> _Exercises_:
A: Name every source, with its year, that the Elaeagnus angustifolia entry cites for the chromosome number.
B: Write the next part of the Elaeagnus angustifolia entry, picking up after its final sentence.

> _Supplied passage_:
▬▬▬
Elaeagnus angustifolia L.

Local name:

  • Russian: Лох узколистный, жида, игда - loh uzkolistnyj, žida, igda
  • Uzbek: Dzhida, Igda, Ingichkabarg jiyda

Chromosome number: 2n = 12 (Sobolewska 1926); 28 (Araratyan 1938a; Fedorov 1969).

Description and morphology: Perennial tree (height up to 5–8 m). Leaves: alternate (4.5– 8.0 cm long, 1.5–2.0 wide), entire, covered with silvery-white indumentum. Perianth segments yellow, pentamerous, silvery-white above, covered by numerous thin scales. Flowers: bisexual, campanulate tetramerous; 4 stamens. Ovary superior, monolocular.
▬▬▬
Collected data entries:
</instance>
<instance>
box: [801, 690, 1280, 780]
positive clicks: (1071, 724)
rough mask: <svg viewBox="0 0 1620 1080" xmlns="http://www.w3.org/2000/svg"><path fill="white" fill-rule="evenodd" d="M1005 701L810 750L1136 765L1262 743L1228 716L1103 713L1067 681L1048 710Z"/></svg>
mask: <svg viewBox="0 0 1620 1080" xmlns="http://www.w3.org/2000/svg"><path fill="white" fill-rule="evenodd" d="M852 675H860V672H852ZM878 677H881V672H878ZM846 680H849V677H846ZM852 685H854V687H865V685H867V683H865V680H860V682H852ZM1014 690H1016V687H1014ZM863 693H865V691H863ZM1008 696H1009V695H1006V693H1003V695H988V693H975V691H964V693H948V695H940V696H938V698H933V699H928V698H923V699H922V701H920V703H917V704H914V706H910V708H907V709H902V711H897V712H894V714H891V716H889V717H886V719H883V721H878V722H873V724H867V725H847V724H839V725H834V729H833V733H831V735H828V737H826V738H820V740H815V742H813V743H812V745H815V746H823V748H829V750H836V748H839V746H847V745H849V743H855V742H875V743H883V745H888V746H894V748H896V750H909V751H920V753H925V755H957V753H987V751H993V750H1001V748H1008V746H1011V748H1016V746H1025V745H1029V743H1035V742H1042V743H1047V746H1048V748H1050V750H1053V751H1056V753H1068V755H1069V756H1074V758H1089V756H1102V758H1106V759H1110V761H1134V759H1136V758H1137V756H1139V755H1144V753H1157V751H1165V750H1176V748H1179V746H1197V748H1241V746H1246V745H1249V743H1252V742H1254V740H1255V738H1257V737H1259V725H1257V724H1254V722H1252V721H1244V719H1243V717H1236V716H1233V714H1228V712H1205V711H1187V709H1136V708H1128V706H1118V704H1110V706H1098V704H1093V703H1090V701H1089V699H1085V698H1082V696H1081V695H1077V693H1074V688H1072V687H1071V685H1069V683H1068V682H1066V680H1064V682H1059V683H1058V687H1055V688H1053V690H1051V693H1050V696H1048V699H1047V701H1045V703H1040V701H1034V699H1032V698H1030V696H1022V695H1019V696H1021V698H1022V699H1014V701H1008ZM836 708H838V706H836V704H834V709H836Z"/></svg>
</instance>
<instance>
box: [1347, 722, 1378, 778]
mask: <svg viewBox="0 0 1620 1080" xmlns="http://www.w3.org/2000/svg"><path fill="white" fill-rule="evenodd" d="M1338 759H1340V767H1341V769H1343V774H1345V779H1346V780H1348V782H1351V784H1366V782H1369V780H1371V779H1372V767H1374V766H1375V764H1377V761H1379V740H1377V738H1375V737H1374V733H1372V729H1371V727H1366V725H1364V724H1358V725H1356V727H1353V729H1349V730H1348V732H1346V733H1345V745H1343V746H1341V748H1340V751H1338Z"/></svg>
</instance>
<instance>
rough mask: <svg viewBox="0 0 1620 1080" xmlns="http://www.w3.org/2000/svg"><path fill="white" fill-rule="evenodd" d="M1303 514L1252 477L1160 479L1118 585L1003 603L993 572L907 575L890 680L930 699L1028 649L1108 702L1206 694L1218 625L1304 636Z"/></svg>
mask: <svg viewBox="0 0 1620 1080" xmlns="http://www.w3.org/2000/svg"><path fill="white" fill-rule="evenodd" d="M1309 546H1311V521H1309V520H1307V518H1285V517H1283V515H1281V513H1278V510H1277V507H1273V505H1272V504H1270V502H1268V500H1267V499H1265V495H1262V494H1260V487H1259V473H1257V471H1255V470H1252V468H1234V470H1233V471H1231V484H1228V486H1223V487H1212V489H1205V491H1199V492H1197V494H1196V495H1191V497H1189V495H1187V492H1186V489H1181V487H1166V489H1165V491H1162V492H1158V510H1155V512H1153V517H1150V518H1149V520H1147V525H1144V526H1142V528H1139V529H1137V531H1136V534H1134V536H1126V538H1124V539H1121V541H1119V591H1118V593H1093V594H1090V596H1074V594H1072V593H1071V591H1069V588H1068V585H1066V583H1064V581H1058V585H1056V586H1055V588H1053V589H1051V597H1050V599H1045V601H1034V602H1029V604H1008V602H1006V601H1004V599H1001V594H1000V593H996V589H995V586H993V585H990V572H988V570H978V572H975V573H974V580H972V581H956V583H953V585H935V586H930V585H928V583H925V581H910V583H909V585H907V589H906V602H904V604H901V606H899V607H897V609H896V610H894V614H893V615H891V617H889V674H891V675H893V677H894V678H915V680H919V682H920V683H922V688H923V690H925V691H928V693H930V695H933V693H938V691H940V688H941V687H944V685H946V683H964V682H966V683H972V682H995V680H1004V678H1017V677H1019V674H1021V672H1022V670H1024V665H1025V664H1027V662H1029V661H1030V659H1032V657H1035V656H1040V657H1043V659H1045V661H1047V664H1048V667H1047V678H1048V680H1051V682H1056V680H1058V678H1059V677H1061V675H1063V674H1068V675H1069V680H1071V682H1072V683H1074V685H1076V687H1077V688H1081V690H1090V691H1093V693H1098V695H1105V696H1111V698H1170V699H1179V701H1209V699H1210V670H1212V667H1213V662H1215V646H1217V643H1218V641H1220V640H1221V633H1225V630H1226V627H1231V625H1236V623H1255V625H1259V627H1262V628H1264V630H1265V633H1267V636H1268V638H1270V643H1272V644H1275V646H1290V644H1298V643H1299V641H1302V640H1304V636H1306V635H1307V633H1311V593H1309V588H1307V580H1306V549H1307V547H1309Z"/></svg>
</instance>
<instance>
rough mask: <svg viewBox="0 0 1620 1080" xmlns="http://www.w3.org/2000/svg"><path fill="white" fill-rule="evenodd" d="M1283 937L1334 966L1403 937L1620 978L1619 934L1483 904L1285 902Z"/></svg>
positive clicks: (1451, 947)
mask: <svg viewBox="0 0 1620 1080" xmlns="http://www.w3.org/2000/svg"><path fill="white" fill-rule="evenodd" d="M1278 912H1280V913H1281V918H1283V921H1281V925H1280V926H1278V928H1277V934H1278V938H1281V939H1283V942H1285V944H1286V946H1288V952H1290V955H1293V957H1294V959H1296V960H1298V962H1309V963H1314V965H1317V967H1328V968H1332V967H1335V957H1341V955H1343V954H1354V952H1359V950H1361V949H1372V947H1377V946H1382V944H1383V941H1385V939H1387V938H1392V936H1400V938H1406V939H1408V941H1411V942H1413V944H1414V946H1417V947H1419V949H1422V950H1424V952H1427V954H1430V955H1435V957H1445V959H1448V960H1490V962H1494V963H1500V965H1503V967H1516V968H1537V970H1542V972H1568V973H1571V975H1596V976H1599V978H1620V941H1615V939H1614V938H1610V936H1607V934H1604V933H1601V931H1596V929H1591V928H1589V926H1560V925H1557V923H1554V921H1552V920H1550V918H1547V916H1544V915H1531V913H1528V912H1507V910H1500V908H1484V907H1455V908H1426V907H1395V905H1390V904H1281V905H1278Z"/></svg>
▬▬▬
> _Responses by item number_:
A: Sobolewska 1926; Araratyan 1938a; Fedorov 1969

B:
Reproduction: Sexual. Entomophilous. Flowering: May–August. Fruit maturation: September– November. Fruit: false, drupiform, soft; dark brown or yellowish, oblong (1.7–3.0 cm long, 1.3 cm wide), with numerous small furrows. Seed: large, erect embryo. Seed coat thin, membranous. Dormancy A2–B3 type. Long-term (more than 3 months) stratification (1–10 °C) and treatment with sulphuric acid increase germination. Removing the soft fruiting body and stone stimulates germination.

Pastoral importance: None on open rangeland. Only interest is as a wind-break on irrigated and cultivated land. Poor quality fuelwood.

Fodder value: None; camels may occasionally eat the leaves.

Economic interest: Fruit tree in many places, such as gardens and oases. Fruits are consumed as delicacies as they are rich in sugar. Also used as feed for domestic birds. Local medicine for respiratory and digestive problems. Good for bee-keeping and honey production. Wood harvested occasionally.

Habitat: Phreatophyte.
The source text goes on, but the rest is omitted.